**TO DO**: Copy out the data below word for word, from the first line to the last.

**ITEMS**:
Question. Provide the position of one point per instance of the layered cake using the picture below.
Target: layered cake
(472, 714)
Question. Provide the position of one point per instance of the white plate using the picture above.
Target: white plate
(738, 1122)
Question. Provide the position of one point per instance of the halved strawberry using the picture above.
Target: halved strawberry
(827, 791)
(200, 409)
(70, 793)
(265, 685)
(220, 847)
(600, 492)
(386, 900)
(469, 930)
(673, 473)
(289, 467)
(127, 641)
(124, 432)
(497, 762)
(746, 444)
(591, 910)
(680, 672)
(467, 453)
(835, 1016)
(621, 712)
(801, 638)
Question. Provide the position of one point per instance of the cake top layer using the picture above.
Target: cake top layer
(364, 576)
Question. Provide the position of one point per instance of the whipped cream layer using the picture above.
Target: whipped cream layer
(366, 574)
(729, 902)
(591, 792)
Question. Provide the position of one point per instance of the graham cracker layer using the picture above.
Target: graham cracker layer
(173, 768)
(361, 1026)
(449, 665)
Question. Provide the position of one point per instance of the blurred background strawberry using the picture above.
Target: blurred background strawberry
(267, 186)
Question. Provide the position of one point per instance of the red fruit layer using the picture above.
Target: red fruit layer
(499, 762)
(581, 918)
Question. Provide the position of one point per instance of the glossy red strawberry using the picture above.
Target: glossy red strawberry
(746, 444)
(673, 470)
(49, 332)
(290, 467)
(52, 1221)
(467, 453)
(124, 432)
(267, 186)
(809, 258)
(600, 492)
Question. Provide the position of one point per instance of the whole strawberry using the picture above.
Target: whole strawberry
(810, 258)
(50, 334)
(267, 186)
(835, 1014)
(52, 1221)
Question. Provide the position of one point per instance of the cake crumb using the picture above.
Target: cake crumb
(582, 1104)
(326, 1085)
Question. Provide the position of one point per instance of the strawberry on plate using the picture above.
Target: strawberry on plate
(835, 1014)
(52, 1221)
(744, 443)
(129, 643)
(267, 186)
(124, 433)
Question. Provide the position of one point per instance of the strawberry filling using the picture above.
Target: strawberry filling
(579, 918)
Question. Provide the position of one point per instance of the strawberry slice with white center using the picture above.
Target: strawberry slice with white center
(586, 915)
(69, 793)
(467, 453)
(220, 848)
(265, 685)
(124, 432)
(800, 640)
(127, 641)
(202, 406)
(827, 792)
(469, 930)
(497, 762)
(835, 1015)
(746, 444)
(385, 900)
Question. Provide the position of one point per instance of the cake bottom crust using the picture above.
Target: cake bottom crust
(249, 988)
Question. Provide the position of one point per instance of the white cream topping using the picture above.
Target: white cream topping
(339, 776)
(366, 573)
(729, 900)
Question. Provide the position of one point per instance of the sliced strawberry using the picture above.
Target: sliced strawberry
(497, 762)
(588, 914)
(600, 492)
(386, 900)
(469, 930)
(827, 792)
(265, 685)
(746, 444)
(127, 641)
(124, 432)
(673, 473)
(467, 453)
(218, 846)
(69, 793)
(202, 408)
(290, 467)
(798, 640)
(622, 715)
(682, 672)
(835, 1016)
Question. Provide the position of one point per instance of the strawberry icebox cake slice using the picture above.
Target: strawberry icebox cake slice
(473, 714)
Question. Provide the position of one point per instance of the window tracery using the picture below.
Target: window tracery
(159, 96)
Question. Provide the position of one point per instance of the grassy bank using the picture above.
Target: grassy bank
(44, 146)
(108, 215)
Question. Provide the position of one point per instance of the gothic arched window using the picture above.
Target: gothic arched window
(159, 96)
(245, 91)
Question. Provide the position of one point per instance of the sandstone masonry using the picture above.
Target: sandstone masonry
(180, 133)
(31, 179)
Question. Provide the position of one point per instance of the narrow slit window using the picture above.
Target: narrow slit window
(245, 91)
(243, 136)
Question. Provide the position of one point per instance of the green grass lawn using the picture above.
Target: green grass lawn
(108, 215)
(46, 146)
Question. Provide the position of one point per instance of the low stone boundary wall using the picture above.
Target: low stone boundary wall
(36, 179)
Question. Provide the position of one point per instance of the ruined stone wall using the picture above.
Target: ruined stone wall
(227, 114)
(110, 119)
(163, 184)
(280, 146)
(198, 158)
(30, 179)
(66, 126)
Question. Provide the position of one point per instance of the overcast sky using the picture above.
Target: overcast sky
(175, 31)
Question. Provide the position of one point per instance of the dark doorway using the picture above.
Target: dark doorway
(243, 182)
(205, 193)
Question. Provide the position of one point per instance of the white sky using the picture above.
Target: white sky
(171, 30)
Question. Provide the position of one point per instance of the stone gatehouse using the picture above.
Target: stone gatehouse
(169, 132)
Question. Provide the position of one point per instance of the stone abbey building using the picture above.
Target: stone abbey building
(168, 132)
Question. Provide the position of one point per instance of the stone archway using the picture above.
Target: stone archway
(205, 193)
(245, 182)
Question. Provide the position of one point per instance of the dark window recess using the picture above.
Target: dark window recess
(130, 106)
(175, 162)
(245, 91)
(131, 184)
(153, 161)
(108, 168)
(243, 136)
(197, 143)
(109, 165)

**EXERCISE RESULT**:
Question. Provide the position of one point per instance of the layered cake using the picture below.
Target: layered cake
(472, 714)
Question. Provide the position of one point per instance of the white plate using the picture above.
Target: white plate
(738, 1122)
Question. Provide the position of one point per instance of the halved strawberry using the picture above.
Target: halved strawberry
(827, 791)
(200, 409)
(70, 793)
(265, 685)
(220, 847)
(600, 492)
(386, 900)
(469, 930)
(673, 473)
(289, 467)
(127, 641)
(124, 432)
(497, 762)
(746, 444)
(591, 910)
(680, 672)
(467, 453)
(835, 1016)
(621, 712)
(801, 638)
Question. Provide the position of one point per instance of the cake top layer using the picture above.
Target: cake top layer
(364, 576)
Question. Provide the position of one point per instance of the whipped cream layer using the picture above.
Target: whipped cream layer
(366, 574)
(729, 902)
(591, 792)
Question. Provide the position of one point per instance of the graham cracker layer using the picture above.
Target: graham cracker layer
(173, 768)
(361, 1026)
(449, 665)
Question. Provide the position of one point per instance of the blurred background strawberry using the picture above.
Target: blurred background strawberry
(267, 186)
Question. Provide the position of one point per instance of the red fruit layer using the picture above.
Target: red fruit layer
(499, 762)
(581, 918)
Question. Provide the position of one point per instance of the glossy red strawberry using the picture above.
Target: glossy red strawberry
(746, 444)
(673, 470)
(49, 332)
(290, 467)
(52, 1221)
(467, 453)
(124, 432)
(267, 186)
(809, 258)
(600, 492)
Question. Provide the position of one point per instance of the whole strawberry using the picture above.
Target: whole strawberry
(810, 258)
(50, 334)
(267, 186)
(835, 1014)
(52, 1221)
Question. Provide the position of one point per instance of the cake crumb using the picture above.
Target: cake crumb
(582, 1104)
(326, 1085)
Question. Provide the position of one point per instance of the strawberry on plate using the picture above.
Target: strawberry on plate
(835, 1014)
(52, 1221)
(744, 443)
(129, 643)
(267, 186)
(124, 433)
Question. Provide the position of one point per instance of the strawberry filling using the picture above.
Target: strawberry filling
(579, 918)
Question. Provide the position of one point per instance of the strawberry slice with white center using the picture above.
Target: strawberry slice with white center
(586, 915)
(69, 793)
(467, 453)
(220, 848)
(265, 685)
(124, 432)
(800, 640)
(127, 641)
(202, 406)
(827, 792)
(469, 930)
(497, 762)
(835, 1015)
(746, 444)
(385, 900)
Question. Provide the position of one point per instance of the cake bottom crust using the picture above.
Target: cake bottom crust
(249, 988)
Question. Provide the position of one point per instance of the white cream topping using the picture above.
Target: white cream topping
(339, 776)
(366, 573)
(729, 900)
Question. Provide the position of one point per instance of the sliced strawberry using the picture above.
Target: sliced strawberry
(497, 762)
(588, 914)
(600, 492)
(386, 900)
(469, 930)
(827, 792)
(265, 685)
(746, 444)
(127, 641)
(124, 432)
(673, 473)
(467, 453)
(218, 846)
(69, 793)
(202, 408)
(290, 467)
(798, 640)
(622, 715)
(682, 672)
(835, 1016)
Question. Provide the position of one point per instance of the strawberry icebox cake slice using the picture above.
Target: strawberry icebox cake slice
(473, 714)
Question. Provide the position of one point per instance of the window tracery using the picture below.
Target: window tracery
(159, 96)
Question. Provide the position of one point per instance of the grassy bank using the picture above.
Target: grassy bank
(44, 146)
(108, 215)
Question. Provide the position of one point per instance of the gothic arched window using the picture above.
Target: gothic arched window
(159, 96)
(245, 91)
Question. Provide the position of one point per instance of the sandstone masonry using the picture above.
Target: sandstone masonry
(180, 133)
(31, 179)
Question. Provide the position of one point per instance of the narrow slit window using the picture above.
Target: narrow slit window
(245, 91)
(243, 136)
Question. Provide the position of one point per instance of the green grass lawn using the picture above.
Target: green grass lawn
(108, 215)
(46, 146)
Question. Provide the position of one point per instance of the low stone boundary wall using the picture above.
Target: low stone boundary wall
(36, 179)
Question. Provide the position of one point per instance of the ruined stone wall using the picture above.
Target: ruined stone wall
(227, 114)
(110, 119)
(163, 184)
(280, 146)
(198, 158)
(30, 179)
(66, 126)
Question. Provide the position of one point per instance of the overcast sky using the picture above.
Target: overcast sky
(175, 31)
Question. Provide the position of one point per instance of the dark doorway using the picture above.
Target: dark doorway
(243, 182)
(205, 193)
Question. Provide the position of one point per instance of the white sky using the picture above.
Target: white sky
(171, 30)
Question. Provide the position of one point per instance of the stone gatehouse using the picture above.
Target: stone gatehouse
(169, 132)
Question. Provide the position of one point per instance of the stone abbey building using the picture above.
Target: stone abbey building
(168, 132)
Question. Provide the position of one point per instance of the stone archway using the picture above.
Target: stone archway
(205, 193)
(245, 182)
Question. Provide the position of one point per instance of the dark window recess using the picture above.
Target: dark window recess
(130, 106)
(175, 162)
(245, 91)
(131, 184)
(153, 161)
(108, 168)
(243, 136)
(197, 143)
(109, 165)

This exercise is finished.